[Begin]

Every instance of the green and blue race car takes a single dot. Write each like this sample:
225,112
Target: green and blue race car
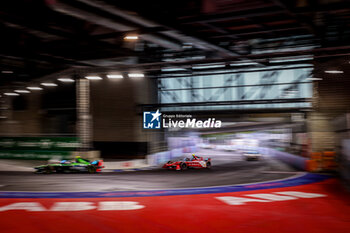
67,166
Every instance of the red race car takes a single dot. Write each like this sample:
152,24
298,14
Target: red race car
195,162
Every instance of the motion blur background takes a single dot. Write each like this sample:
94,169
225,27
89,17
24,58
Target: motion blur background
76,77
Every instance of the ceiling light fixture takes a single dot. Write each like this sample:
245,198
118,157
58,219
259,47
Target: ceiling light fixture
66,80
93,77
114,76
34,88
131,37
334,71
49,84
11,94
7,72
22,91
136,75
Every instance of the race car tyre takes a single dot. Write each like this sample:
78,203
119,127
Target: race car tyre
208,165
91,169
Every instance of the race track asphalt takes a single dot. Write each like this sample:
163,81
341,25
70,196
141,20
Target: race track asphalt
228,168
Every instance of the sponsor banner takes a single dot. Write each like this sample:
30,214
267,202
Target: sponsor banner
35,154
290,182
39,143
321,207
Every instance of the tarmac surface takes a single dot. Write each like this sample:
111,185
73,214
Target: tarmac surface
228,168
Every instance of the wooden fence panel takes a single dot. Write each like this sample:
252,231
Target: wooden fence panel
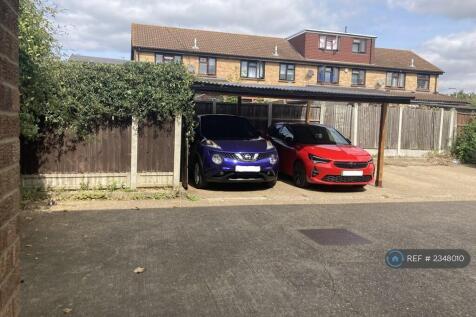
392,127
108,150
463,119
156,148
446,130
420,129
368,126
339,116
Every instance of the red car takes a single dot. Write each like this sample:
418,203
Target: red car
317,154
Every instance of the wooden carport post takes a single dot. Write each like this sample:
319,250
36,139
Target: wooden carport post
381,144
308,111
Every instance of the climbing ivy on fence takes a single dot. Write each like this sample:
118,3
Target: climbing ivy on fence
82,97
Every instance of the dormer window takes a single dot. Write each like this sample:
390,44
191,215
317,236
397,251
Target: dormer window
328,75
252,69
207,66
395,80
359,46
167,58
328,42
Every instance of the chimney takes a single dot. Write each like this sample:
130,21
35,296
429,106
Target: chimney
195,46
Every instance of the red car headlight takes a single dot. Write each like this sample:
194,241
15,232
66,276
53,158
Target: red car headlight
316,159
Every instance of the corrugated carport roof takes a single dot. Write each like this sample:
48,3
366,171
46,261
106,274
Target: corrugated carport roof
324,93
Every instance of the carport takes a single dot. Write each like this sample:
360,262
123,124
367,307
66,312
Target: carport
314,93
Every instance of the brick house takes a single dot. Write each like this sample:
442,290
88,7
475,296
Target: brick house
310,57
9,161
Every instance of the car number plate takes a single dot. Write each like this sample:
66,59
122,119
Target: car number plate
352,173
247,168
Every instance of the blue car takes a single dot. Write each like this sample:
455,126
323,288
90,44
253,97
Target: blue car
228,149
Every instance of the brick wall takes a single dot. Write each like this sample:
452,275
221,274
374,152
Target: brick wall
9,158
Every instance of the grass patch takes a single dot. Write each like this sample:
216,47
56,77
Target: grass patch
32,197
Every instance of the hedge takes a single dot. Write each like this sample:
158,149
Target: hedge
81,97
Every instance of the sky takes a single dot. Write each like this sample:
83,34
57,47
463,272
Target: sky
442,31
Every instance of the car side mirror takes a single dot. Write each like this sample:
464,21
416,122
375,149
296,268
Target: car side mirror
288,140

[End]

• Task brief:
Write out every line above exactly as it is, leaving out the pictures.

• Full response:
Every instance of the green and blue race car takes a single dot. Write each like this sample:
225,112
Target: green and blue race car
67,166
Every instance of the red race car takes a single dot. Write each like this sample:
152,24
298,14
Target: red race car
195,162
Every instance of the motion blur background takes a single dot. Write each like this sample:
94,169
225,27
89,17
24,58
Target: motion blur background
76,77
Every instance of the ceiling light fixture takes a single dot. Write each like this sample:
245,198
118,157
58,219
259,47
Target: ceiling light fixture
66,80
93,77
114,76
34,88
131,37
334,71
49,84
11,94
7,72
22,91
136,75
Every instance of the race car tyre takes a single dot. Write each like this sample:
78,203
119,127
Target: race car tyre
208,165
91,169
Every instance of the race track asphalt takes a single dot. Write each like this sample:
163,81
341,25
70,196
141,20
Target: race track asphalt
228,168
Every instance of the sponsor banner takes a single dot. Write each like this sample:
30,214
267,202
Target: sponsor banner
35,154
290,182
39,143
321,207
Every instance of the tarmac surface takes a single dot. Write each like this sample:
111,185
73,214
Target: tarmac surface
228,168
Every instance of the wooden fence panel takes a single dot. Write each like this sample:
252,231
Target: wooden fence panel
392,127
108,150
463,119
156,148
446,130
420,129
368,126
339,116
Every instance of the red car takes a single dot. Write each like this sample:
418,203
Target: red car
317,154
Every instance of the wooden carport post takes a single dot. Write each like this sample:
319,250
36,139
Target: wooden carport post
381,144
308,111
Every instance of the climbing ivy on fence takes a single dot. Write each like this sample:
118,3
Target: climbing ivy on fence
82,97
Every instance of the dormer window takes a single dot. Write each like this sample:
390,44
191,215
317,236
397,251
Target: dormer window
328,75
252,69
207,66
395,80
359,46
167,58
328,42
Every instance of the chimney takes a single dot. Write each like this sample:
130,21
35,296
429,106
Target: chimney
195,46
Every instance of the red car headlight takes a single dot. Write each like this sample:
194,241
15,232
66,276
53,158
Target: red car headlight
316,159
Every instance of the corrugated carport roof takes a single dot. Write each like this sample:
48,3
366,171
46,261
106,274
Target: corrugated carport roof
324,93
Every instance of the carport takes a single dot. Write each like this sample:
360,262
123,124
367,307
66,312
Target: carport
314,93
Every instance of the brick house takes a single dot. Write each like this sample:
442,290
88,7
475,296
Target: brick house
310,57
9,161
Every instance of the car number plate takes a single dot. Write each like this sample:
66,59
122,119
Target: car number plate
352,173
247,168
Every instance of the blue car takes a single dot. Write each like this sample:
455,126
323,288
90,44
253,97
Target: blue car
228,149
Every instance of the brick wall takes a single dot. Write each like this sample:
452,275
221,274
374,152
Target: brick wall
9,158
Every instance of the grass patch takes a single dot. Write each like this sample:
216,47
56,77
Target: grass patch
32,197
Every instance of the hedge takes a single dot. Write each like this sample:
158,149
Target: hedge
81,97
Every instance of the sky takes a single dot. Write each like this sample:
83,34
57,47
463,272
Target: sky
442,31
Every instance of the car side mirror takes a single dot. Write each like this sample:
464,21
416,122
375,149
296,268
Target: car side mirror
288,140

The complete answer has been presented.